WHAT IS EXPECTED :: Under this line are the records; write out word for word the part that begins at the line containing "[(180, 164), (186, 26), (160, 149)]" and ends at the line containing "[(97, 56), (151, 148), (33, 78), (157, 149)]", and no more.

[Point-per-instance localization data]
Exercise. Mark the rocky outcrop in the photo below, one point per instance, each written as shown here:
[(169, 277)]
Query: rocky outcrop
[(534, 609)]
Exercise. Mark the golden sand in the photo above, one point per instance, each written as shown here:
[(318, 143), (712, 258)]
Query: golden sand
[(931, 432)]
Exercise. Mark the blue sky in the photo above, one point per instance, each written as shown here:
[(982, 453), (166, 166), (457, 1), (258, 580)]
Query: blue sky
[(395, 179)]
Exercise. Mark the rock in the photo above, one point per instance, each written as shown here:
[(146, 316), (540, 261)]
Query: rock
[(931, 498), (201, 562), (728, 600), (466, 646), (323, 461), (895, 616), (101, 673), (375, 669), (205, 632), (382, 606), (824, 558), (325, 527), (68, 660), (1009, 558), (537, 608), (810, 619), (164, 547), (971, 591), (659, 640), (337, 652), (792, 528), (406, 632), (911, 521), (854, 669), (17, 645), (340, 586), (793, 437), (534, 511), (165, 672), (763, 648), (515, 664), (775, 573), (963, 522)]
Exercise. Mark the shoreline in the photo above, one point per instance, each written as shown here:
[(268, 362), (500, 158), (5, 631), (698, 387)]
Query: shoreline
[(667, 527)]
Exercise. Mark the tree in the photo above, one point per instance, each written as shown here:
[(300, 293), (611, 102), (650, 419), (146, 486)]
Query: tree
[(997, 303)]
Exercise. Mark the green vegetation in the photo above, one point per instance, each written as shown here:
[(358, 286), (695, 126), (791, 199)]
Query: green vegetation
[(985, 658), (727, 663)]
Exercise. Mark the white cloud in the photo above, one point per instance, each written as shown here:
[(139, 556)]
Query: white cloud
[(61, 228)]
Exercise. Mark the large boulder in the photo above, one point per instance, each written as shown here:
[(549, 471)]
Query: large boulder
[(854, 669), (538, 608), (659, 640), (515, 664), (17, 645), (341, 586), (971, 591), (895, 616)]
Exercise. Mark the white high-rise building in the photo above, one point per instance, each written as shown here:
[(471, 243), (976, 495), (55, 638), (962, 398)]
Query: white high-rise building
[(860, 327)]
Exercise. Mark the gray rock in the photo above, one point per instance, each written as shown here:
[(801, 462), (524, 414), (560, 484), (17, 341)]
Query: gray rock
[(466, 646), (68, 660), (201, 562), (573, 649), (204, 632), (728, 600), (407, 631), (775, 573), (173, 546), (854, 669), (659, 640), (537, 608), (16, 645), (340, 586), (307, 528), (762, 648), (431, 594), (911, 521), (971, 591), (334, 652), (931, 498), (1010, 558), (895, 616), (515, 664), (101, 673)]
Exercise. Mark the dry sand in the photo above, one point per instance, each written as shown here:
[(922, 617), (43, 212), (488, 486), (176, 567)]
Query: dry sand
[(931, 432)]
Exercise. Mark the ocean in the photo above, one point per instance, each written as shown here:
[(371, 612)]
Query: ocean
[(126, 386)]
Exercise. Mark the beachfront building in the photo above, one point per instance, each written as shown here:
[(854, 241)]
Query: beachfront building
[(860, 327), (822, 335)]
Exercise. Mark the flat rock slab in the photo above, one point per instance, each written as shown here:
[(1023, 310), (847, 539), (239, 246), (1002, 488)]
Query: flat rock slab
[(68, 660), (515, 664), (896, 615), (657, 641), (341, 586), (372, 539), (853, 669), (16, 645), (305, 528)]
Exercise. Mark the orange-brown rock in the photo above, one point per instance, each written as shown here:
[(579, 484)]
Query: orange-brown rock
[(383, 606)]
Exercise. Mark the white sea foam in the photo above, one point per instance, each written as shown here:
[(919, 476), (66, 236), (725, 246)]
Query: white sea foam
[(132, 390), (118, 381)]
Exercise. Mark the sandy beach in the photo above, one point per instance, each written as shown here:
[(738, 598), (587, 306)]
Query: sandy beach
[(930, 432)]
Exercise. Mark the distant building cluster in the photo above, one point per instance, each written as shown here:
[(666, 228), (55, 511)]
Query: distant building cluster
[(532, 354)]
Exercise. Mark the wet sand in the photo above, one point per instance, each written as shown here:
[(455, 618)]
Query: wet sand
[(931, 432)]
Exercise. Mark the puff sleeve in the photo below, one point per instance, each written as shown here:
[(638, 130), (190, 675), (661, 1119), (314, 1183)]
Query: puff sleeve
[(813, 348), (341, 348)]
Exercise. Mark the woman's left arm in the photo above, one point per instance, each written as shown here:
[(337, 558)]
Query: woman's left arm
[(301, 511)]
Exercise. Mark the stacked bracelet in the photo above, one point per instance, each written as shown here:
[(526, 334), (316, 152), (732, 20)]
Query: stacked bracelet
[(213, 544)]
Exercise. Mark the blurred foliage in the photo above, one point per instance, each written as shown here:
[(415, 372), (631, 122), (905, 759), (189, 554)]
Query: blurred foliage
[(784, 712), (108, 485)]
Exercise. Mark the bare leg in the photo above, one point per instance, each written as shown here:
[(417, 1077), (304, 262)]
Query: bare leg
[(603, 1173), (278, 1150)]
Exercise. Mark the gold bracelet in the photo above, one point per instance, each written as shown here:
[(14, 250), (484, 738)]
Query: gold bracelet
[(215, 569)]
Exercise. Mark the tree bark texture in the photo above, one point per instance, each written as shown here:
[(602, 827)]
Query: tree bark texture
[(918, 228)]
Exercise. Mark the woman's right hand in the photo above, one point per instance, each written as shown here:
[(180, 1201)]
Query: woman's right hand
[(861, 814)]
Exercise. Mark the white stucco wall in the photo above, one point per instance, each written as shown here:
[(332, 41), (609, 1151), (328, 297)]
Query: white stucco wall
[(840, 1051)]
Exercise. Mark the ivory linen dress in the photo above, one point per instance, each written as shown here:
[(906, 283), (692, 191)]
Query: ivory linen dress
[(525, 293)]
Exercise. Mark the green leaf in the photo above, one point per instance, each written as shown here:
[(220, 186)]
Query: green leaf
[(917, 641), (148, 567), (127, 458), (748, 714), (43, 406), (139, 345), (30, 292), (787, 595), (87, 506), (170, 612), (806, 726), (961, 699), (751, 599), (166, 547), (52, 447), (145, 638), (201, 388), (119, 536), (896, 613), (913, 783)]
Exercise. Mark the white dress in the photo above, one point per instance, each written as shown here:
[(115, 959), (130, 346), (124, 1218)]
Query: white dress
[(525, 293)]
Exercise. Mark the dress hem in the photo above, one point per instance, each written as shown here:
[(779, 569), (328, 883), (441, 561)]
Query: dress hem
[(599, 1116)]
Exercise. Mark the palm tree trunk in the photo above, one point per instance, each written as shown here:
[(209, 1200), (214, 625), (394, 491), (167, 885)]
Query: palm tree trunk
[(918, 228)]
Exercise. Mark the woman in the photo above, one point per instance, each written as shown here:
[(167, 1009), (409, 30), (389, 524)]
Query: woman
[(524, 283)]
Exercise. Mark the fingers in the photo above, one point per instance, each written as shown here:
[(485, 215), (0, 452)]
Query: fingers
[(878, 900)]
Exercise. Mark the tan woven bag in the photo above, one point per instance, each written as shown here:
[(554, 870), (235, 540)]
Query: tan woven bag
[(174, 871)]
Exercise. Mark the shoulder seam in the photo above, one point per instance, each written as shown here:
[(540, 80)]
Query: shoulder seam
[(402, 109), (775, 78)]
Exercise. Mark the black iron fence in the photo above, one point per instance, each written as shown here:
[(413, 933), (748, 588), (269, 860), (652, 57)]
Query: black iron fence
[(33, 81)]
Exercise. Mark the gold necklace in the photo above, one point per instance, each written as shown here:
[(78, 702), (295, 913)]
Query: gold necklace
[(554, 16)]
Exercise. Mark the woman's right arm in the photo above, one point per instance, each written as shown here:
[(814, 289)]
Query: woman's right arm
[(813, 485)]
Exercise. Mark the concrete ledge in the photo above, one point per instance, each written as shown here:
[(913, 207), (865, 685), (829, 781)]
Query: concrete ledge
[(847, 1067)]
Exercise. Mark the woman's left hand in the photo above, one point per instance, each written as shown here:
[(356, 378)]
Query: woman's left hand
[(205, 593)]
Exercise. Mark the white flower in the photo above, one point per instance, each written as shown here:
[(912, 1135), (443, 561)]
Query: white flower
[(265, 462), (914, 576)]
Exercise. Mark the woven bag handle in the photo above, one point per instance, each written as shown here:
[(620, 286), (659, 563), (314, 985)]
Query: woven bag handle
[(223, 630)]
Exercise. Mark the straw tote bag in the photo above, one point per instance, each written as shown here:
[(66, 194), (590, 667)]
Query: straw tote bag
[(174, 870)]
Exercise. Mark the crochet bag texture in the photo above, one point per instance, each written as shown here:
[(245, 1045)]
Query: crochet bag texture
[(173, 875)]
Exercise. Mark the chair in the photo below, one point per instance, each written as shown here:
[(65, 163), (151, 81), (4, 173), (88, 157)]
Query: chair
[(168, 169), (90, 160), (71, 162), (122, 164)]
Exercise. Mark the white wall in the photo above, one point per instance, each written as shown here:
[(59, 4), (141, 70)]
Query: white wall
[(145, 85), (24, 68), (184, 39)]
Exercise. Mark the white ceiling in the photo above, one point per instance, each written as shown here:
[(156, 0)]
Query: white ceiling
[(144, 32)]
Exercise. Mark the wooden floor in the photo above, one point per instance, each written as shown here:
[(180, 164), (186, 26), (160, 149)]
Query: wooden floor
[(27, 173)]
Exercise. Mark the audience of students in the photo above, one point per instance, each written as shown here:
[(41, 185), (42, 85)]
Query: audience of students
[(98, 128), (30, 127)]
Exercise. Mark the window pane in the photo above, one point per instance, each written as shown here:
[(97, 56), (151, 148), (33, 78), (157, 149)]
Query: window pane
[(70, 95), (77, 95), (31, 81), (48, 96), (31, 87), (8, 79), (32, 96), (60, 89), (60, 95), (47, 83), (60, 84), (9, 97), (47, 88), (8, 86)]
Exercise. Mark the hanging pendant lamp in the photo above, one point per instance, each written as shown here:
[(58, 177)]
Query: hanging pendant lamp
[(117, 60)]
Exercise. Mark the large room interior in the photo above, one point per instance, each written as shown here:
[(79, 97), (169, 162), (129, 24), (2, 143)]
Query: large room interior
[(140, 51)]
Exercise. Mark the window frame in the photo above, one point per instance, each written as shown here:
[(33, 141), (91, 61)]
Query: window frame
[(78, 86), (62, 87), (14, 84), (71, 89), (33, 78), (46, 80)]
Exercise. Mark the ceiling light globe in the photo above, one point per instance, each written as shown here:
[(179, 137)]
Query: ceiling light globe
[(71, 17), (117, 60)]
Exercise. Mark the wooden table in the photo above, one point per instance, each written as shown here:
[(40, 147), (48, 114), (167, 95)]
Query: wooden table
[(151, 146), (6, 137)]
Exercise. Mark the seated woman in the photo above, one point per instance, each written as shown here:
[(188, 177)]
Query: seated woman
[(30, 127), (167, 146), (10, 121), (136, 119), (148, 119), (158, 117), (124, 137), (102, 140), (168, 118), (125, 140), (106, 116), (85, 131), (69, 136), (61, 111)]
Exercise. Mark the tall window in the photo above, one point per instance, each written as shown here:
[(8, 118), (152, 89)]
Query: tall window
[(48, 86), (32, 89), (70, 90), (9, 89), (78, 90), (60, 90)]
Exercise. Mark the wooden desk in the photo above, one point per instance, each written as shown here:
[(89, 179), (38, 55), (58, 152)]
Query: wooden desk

ANSWER SECTION ::
[(180, 164), (186, 26), (160, 149)]
Query: wooden floor
[(27, 173)]
Exercise. Mark the audience of students in the photo above, one point per instance, each written as shown here:
[(41, 185), (42, 85)]
Query: audience of students
[(98, 128), (30, 127)]
Exercise. Mark the window pane in the photo above, one point per instance, each written as shown here:
[(97, 56), (151, 148), (33, 78), (157, 149)]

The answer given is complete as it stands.